* WHAT TO PRODUCE *
Give the lines of the listing below as a JSON list of strings, one string per line, omitting blank lines. Begin at the line that contains "every stone carving" and stop after the line that contains "left=8, top=0, right=139, bottom=155".
○ ○ ○
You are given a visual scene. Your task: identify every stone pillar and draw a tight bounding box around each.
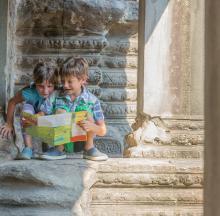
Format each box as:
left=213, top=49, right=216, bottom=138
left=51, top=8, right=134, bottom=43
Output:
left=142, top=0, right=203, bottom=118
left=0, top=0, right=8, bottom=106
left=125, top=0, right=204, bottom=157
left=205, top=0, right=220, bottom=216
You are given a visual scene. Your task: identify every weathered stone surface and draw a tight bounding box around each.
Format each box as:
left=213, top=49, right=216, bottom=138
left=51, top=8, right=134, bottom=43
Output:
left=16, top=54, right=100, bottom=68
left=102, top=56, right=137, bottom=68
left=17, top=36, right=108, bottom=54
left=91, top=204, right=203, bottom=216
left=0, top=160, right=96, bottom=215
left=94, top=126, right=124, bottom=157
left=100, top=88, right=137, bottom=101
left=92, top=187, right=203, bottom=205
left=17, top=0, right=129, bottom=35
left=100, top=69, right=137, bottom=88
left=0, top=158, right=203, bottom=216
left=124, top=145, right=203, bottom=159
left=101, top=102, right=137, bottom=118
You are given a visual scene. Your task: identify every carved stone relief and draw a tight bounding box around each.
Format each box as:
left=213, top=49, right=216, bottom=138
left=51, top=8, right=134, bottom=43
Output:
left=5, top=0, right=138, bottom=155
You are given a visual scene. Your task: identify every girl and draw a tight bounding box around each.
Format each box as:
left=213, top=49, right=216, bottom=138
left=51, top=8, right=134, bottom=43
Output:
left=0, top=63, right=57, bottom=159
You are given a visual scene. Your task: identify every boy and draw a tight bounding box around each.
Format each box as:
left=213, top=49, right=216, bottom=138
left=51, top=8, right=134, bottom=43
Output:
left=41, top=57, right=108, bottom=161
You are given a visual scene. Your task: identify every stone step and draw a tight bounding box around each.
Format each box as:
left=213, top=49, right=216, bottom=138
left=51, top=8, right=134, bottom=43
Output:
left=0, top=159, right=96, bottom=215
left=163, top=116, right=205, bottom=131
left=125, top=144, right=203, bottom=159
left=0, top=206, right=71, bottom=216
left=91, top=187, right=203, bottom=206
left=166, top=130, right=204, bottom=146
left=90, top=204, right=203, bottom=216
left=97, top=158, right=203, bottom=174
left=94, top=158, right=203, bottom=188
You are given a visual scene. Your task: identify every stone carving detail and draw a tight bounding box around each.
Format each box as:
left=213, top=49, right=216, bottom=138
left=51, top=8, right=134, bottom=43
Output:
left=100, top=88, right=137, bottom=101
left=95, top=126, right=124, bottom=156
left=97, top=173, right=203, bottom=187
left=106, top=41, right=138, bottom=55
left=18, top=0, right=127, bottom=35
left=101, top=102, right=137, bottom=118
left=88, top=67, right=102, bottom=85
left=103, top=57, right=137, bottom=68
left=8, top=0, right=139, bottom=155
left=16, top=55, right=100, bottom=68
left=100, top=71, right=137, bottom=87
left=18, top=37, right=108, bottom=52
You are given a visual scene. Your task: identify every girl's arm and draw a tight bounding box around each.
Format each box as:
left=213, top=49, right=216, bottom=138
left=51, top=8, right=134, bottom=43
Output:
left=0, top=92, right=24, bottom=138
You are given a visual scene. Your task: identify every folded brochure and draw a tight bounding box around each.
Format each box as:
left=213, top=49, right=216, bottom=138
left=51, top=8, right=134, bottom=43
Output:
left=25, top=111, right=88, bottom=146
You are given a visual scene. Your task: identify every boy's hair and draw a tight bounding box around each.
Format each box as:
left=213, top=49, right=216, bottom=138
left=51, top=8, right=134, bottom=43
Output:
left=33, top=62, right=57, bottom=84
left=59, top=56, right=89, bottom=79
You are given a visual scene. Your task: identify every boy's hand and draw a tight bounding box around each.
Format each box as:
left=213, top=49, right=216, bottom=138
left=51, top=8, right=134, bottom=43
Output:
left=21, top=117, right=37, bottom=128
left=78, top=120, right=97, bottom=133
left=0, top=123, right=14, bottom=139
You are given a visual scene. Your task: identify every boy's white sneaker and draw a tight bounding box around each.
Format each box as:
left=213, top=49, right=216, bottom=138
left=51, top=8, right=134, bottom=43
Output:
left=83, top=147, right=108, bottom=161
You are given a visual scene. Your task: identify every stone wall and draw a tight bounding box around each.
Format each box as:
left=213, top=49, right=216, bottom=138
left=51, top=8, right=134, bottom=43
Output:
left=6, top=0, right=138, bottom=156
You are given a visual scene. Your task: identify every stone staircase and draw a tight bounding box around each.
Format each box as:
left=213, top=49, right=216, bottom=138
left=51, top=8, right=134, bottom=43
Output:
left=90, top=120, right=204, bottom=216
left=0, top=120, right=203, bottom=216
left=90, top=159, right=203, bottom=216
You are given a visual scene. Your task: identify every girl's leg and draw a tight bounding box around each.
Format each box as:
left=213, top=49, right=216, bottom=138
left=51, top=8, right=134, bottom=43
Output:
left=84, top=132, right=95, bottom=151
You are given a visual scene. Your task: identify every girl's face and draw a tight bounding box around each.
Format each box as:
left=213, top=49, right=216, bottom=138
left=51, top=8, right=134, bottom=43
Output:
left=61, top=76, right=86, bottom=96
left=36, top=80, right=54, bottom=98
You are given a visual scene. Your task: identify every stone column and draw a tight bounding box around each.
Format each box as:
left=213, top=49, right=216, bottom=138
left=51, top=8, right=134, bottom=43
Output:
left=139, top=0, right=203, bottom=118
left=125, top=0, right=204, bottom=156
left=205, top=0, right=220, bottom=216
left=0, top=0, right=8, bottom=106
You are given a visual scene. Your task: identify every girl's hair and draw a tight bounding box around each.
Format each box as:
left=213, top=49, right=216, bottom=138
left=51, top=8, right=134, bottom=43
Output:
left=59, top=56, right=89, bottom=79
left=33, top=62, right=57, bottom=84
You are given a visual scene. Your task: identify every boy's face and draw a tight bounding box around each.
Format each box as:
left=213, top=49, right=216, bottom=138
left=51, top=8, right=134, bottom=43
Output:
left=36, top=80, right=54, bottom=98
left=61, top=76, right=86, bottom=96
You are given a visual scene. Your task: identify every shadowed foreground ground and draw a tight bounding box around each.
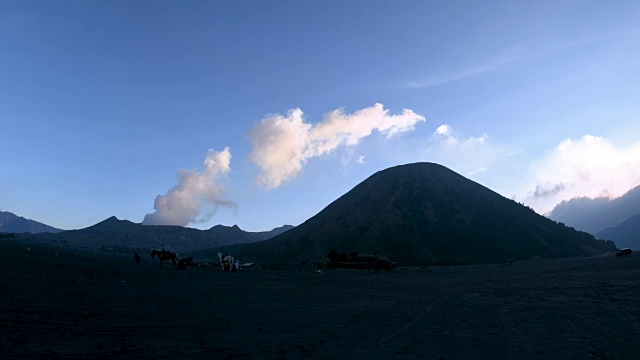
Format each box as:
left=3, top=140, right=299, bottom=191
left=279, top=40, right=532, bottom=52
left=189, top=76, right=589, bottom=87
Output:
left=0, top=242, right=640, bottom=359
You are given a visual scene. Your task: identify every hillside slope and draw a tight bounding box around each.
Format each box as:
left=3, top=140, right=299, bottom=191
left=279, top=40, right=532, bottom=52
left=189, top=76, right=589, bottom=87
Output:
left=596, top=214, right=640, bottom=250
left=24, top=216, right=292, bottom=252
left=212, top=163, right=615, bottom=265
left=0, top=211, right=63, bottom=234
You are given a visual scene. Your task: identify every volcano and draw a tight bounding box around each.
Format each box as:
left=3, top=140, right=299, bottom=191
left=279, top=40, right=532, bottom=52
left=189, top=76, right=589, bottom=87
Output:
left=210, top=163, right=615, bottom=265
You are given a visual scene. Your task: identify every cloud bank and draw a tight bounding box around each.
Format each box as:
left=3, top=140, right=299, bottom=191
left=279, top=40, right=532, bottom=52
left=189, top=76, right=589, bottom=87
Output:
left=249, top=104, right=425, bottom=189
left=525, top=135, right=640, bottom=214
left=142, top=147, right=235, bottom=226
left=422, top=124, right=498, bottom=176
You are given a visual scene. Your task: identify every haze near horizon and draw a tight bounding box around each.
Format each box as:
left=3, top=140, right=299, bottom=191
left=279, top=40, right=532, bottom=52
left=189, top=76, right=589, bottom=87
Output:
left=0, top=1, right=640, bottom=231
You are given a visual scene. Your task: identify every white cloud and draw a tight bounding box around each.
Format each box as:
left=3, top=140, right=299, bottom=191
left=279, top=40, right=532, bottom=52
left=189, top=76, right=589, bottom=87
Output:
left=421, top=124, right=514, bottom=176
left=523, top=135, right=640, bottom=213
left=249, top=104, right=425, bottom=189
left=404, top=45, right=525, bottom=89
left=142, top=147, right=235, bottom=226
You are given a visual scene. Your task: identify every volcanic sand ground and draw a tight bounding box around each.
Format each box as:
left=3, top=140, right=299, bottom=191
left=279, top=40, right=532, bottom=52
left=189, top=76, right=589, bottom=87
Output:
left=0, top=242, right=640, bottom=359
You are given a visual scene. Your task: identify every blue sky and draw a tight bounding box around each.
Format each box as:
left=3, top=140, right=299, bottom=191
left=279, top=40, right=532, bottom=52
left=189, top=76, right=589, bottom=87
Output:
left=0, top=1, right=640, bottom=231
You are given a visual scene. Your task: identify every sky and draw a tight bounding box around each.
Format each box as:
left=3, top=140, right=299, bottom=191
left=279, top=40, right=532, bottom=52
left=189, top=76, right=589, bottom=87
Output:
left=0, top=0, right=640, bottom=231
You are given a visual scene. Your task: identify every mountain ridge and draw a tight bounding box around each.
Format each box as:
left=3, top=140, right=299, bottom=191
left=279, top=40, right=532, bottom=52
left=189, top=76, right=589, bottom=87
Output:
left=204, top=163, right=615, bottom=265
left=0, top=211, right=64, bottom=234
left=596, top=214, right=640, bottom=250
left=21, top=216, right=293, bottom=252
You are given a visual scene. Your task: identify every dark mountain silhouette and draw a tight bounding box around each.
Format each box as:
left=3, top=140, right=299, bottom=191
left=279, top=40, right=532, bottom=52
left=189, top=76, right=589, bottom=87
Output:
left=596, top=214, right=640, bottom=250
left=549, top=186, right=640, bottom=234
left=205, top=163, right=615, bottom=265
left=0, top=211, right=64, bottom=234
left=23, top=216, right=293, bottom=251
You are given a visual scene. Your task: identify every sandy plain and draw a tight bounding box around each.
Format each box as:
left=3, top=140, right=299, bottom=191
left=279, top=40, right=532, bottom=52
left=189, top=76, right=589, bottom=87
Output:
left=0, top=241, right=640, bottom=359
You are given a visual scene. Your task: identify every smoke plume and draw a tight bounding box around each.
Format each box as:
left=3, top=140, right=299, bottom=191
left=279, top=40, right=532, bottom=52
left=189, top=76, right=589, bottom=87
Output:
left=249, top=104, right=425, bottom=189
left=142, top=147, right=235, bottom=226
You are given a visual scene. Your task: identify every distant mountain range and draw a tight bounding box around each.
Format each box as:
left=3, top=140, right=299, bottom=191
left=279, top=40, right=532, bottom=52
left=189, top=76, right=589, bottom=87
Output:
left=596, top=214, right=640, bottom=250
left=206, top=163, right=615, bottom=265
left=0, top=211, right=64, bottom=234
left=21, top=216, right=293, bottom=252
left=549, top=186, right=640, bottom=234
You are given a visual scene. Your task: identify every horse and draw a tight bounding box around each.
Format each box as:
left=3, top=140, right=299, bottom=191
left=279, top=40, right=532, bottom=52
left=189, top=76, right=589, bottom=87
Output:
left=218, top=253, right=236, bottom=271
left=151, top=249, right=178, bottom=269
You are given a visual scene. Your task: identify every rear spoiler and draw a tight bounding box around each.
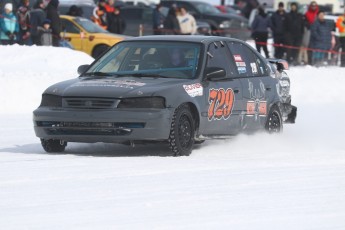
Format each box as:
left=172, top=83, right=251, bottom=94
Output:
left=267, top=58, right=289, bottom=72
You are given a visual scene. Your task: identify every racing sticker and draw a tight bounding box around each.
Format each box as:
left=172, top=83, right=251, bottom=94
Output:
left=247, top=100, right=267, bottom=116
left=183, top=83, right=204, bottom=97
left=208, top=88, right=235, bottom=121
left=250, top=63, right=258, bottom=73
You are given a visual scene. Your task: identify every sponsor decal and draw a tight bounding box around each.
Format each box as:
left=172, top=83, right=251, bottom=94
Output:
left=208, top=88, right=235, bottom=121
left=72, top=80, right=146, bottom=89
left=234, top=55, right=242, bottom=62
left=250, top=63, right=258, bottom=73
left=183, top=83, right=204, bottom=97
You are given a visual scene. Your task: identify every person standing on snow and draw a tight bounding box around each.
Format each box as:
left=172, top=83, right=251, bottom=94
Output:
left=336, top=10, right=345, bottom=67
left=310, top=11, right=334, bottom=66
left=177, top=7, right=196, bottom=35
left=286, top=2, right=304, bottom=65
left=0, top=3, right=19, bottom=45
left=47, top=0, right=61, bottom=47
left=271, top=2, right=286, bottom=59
○ ○ ○
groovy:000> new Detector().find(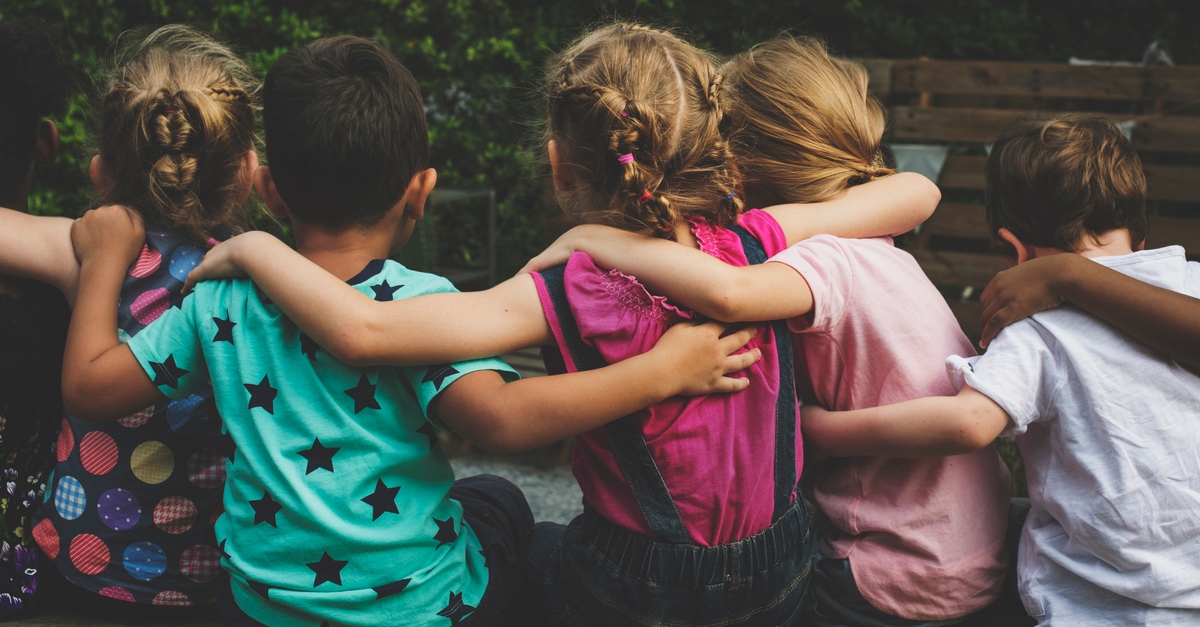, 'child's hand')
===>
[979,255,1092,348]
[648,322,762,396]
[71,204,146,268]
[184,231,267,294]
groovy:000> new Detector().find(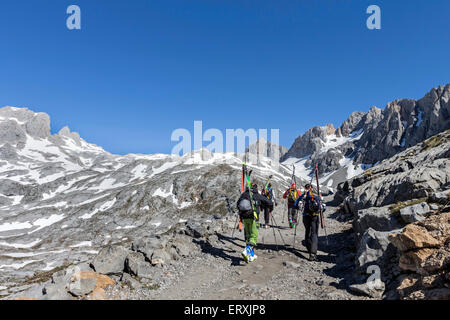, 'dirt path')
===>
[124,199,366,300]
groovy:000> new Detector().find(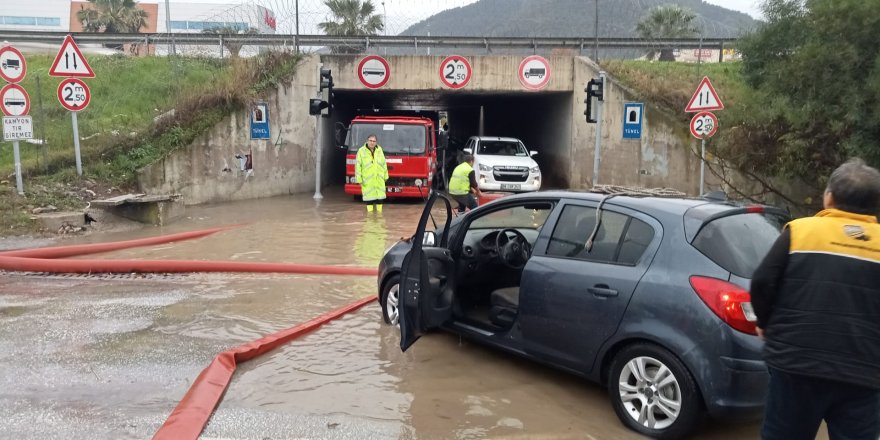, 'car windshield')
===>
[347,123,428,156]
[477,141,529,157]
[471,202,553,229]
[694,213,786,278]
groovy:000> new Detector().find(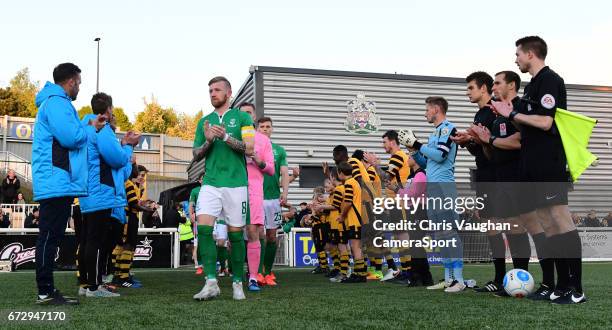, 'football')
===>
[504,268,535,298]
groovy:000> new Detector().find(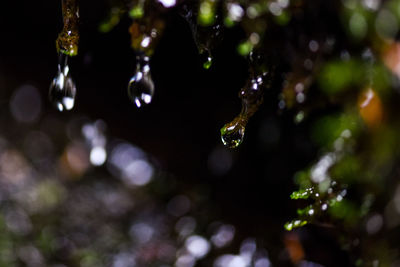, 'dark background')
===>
○ ○ ○
* FULL SOLUTION *
[
  "You are given a visual scene. Your task: identify every stone carving detail and draw a tight bounding box around each.",
  "Format each box as:",
  "left=213, top=49, right=216, bottom=138",
  "left=51, top=8, right=134, bottom=43",
  "Output:",
  "left=100, top=88, right=137, bottom=101",
  "left=95, top=126, right=124, bottom=156",
  "left=97, top=173, right=203, bottom=187",
  "left=106, top=41, right=138, bottom=55",
  "left=18, top=0, right=127, bottom=35",
  "left=101, top=102, right=137, bottom=118",
  "left=88, top=67, right=102, bottom=85",
  "left=103, top=57, right=137, bottom=68",
  "left=8, top=0, right=139, bottom=155"
]